Text section section start

In the shanty town of Epworth, on the outskirts of Zimbabwe’s capital city, Harare, a young man, Life Chirinda, has found a unique way to make a living.
At just 25 years old, he has become an expert in cultivating mushrooms, which he sells to local markets.
With a deep understanding of the local climate and growing conditions, Chirinda is trying to turn a small-scale operation into a thriving business that provides a sustainable income for himself and his family.
However, Chirinda, like many other youths in the area, had struggled to make ends meet before he received training and resources from Plan International to start his own mushroom farm.
With the support he received, Chirinda was able to start growing mushrooms and selling them to local markets.
“I never imagined that I could be a farmer, but with the support of Plan International, I was able to start my own mushroom farm and earn a steady income,” Chirinda told this publication.
Chirinda, together with other 474 youths, benefitted from the Harare Urban Youth Empowerment (HUYE) project, implemented by Plan International in partnership with Standard Chartered with the aim to tackle inequality by promoting greater economic inclusion in their markets, such as Zimbabwe.
Chirinda, being the leader, heads a group of five young people, all with a common goal to escape from the social ills brought about by unemployment.
“I’m in the production of mushrooms in conjunction with Plan International, they gave us financial assistance after they called for proposals under the HUYE program.
“There are five of us under this project, four males and one female. This project started in September 2022,” Chirinda said.
Before the coming in of the project, Chirinda, who is a father of one, says he was unemployed, just like most young people in the area, which made his life tougher.
The business has not only provided him with a sustainable source of income but has also allowed him to help support his family.
“Before this, we didn’t have anything to support us economically. We were unemployed. Most youths lost their jobs during covid-19, and most were forced to take drugs, some engaged in theft and were arrested.

Text section section end
Provided information section start

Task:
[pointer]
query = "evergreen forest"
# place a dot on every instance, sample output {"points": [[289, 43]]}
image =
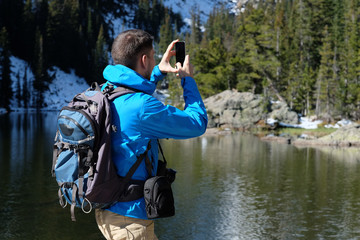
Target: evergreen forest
{"points": [[303, 52]]}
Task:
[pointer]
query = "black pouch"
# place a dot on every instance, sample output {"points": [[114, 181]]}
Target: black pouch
{"points": [[159, 199]]}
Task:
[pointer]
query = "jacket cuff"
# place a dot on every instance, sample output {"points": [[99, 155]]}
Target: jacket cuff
{"points": [[156, 75]]}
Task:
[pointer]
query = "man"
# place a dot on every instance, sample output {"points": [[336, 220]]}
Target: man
{"points": [[140, 118]]}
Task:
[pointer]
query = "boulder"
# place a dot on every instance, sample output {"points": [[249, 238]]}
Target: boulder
{"points": [[243, 110]]}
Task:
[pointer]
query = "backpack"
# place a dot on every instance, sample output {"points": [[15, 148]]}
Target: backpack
{"points": [[82, 162]]}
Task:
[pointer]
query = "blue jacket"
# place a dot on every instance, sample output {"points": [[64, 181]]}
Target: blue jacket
{"points": [[139, 117]]}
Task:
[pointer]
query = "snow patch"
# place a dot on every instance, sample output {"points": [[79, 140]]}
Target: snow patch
{"points": [[62, 89]]}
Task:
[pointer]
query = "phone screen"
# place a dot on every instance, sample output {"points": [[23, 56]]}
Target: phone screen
{"points": [[180, 52]]}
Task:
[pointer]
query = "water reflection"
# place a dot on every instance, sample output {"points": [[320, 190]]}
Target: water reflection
{"points": [[227, 187]]}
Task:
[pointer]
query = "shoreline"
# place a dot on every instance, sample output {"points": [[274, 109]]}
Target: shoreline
{"points": [[339, 138]]}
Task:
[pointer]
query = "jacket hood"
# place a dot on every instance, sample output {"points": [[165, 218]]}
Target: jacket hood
{"points": [[122, 75]]}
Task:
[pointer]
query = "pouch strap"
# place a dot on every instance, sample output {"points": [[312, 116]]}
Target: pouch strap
{"points": [[161, 151], [137, 163], [73, 202]]}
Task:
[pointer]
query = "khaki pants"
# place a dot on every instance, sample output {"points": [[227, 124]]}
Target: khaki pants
{"points": [[116, 227]]}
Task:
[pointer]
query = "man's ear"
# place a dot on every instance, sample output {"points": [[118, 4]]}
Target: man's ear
{"points": [[143, 61]]}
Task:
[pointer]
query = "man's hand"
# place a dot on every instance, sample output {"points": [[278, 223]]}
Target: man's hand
{"points": [[164, 65], [186, 70]]}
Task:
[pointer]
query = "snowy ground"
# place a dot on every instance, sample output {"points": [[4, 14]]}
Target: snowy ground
{"points": [[308, 123]]}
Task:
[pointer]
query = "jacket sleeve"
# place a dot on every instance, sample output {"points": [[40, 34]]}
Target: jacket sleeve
{"points": [[165, 121]]}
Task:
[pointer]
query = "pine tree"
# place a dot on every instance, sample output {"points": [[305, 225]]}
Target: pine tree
{"points": [[5, 78], [326, 85], [166, 33]]}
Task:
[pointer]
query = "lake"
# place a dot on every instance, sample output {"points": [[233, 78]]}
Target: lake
{"points": [[227, 187]]}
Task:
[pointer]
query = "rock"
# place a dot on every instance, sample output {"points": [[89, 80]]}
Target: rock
{"points": [[282, 113], [347, 136], [242, 110]]}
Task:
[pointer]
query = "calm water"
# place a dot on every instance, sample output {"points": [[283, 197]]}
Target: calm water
{"points": [[227, 187]]}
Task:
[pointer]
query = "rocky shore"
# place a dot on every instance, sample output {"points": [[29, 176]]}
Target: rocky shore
{"points": [[347, 136], [231, 111]]}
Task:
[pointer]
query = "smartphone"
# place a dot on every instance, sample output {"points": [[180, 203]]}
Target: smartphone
{"points": [[180, 52]]}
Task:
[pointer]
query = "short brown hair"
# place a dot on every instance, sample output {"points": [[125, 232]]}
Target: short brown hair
{"points": [[128, 45]]}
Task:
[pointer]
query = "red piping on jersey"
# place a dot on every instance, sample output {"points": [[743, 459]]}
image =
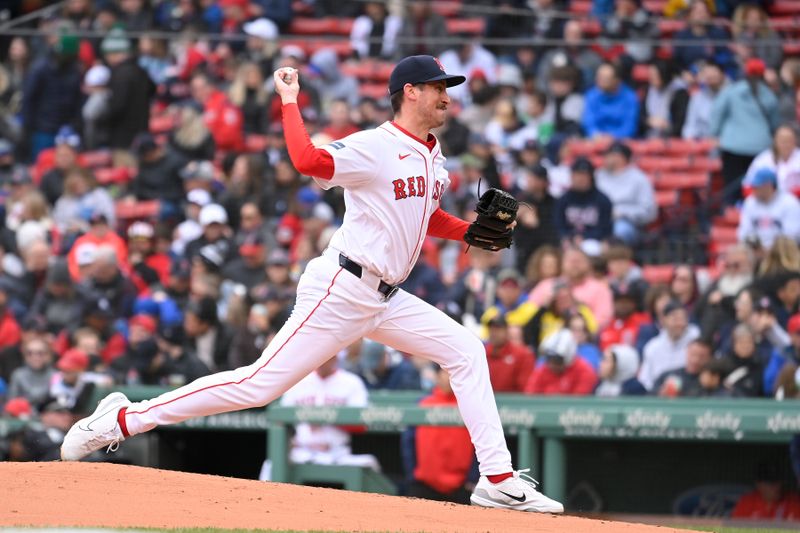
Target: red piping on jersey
{"points": [[446, 226], [424, 214], [430, 143], [259, 369], [307, 158]]}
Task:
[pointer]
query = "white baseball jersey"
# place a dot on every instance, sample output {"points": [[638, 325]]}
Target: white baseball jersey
{"points": [[393, 184], [342, 388]]}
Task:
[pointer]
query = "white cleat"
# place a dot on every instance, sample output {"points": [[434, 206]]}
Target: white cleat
{"points": [[98, 430], [517, 493]]}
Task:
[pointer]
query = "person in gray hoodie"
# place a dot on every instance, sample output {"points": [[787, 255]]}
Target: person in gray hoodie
{"points": [[630, 192], [32, 381], [743, 118], [667, 351], [330, 83], [618, 370], [711, 81]]}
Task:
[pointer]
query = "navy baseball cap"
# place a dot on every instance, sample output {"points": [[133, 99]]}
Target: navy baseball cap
{"points": [[420, 69], [764, 176]]}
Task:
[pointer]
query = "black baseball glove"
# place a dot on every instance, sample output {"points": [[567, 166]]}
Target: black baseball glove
{"points": [[496, 210]]}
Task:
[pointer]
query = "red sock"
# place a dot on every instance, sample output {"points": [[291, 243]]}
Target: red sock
{"points": [[121, 421], [497, 478]]}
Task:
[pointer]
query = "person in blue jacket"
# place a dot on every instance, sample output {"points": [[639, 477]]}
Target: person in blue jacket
{"points": [[611, 107], [779, 359], [51, 96], [583, 212]]}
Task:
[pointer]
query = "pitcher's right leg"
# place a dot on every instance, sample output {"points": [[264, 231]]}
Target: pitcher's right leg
{"points": [[328, 316]]}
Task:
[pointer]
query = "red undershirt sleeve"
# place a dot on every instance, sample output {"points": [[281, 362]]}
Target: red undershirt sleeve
{"points": [[446, 226], [307, 159]]}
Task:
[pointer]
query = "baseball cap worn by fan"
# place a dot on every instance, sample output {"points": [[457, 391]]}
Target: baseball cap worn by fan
{"points": [[764, 176], [68, 136], [97, 76], [86, 254], [116, 42], [420, 69], [140, 230], [199, 197], [213, 214]]}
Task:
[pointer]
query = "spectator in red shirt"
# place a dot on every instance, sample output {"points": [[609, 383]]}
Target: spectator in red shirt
{"points": [[626, 323], [100, 234], [223, 119], [510, 363], [443, 455], [562, 372], [769, 501]]}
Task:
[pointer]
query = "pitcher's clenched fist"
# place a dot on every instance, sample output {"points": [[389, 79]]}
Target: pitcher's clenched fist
{"points": [[287, 84]]}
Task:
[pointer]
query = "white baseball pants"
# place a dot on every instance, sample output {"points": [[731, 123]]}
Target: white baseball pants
{"points": [[334, 308]]}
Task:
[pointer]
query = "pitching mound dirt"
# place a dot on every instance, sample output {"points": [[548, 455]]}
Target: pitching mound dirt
{"points": [[107, 495]]}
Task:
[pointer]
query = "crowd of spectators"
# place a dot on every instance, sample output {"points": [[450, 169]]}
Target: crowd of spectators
{"points": [[153, 228]]}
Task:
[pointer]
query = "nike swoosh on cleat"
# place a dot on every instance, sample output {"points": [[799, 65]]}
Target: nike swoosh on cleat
{"points": [[89, 425], [520, 499]]}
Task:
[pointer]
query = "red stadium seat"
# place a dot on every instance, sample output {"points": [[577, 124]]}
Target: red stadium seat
{"points": [[377, 91], [580, 7], [162, 124], [730, 218], [587, 147], [785, 7], [666, 27], [95, 159], [313, 26], [126, 210], [666, 198], [370, 71], [641, 73], [448, 8], [682, 180], [688, 146], [663, 164], [302, 8], [655, 6], [255, 143], [788, 25], [590, 27], [657, 274], [791, 48], [473, 26], [647, 146], [112, 176], [723, 235], [343, 26], [342, 47], [706, 164]]}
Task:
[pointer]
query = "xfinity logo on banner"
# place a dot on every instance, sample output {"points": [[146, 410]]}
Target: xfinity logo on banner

Provided information section end

What is required: Pick up the article about the young mushroom farmer in Epworth after its last sentence and keep it going.

Result of the exercise:
“But thanks to Plan International, we managed to avoid such things. We are here making a living,” he added.
Under this project, they were given $400 as capital for the project and within months, they had made significant profits as they made $700 in return after harvesting.
Chirinda’s success is just one example of the impact that mushroom farming can have on individuals and communities in Zimbabwe.
To ensure that all is in place, Chirinda roped in Yvonne Mazonde, who handles all the finances. She, like many other girls her age, was also facing high unemployment rates and became vulnerable to other social ills.
‘It was important for me to be a part of this project because we are now economically independent, before this, we were just ordinary people with nothing to do.
“Being able to work means I’m able to make my decisions and I can escape social ills,” she said.
According to the Zimbabwe National Statistics Agency, mushroom farming is a growing industry in the country, with an estimated 500 growers producing over 1000 tons of mushrooms annually.
Mushroom farming has become an important source of income for many farmers in Zimbabwe, as it requires little land and can be done in small spaces.
Additionally, mushrooms are a highly nutritious food that can be sold at a premium in local markets, making them an attractive crop for farmers looking to diversify their income streams.
Plan International has been working to support young people in Zimbabwe especially after most of them lost their livelihoods due to COVID-19.
“In Zimbabwe, the partnership was developed to support youth affected by COVID-19 especially young women to pursue decent work and viable entrepreneurial opportunities.
“It also ensures that young people are financially literate, are more resilient towards future shocks and are knowledgeable of how to start-up SMEs through revolving funds and savings groups,” said Oriah Musendo, Programme Coordinator of the project.
Musendo noted that the project also ensures that youth leaders from grassroots youth-led civil society have strengthened their capacity to identify and advocate for socio-economic opportunities for young people, especially women.
The project falls under Plan International’s pillar on Skills and Opportunities for Youth Employment and Entrepreneurship (SOYEE).
The project is working with 475 young people between the age of 16 and 35. Of the 475, 80% are aged between 16-24. Additionally, at least 60% of project participants are female (285 women and 190 males). Of the 475, 29 young people have disabilities.
As for Chirinda, he plans to continue growing his business and expanding his reach. He hopes to one day export his mushrooms to international markets and inspire other young people in Zimbabwe to pursue their entrepreneurial dreams.
“I want to show other young people that there are opportunities in agriculture and that they can create sustainable livelihoods for themselves and their families,” he said. “Mushroom farming has changed my life, and I hope to inspire others to take the leap and start their own businesses.”
“I am grateful for the support I received from Plan International, and I look forward to growing my mushroom farm and improving my living conditions,” he said.
With the increasing demand for mushrooms both domestically and internationally, Zimbabwe has the potential to further develop its mushroom industry and create more opportunities for farmers like Chirinda to thrive.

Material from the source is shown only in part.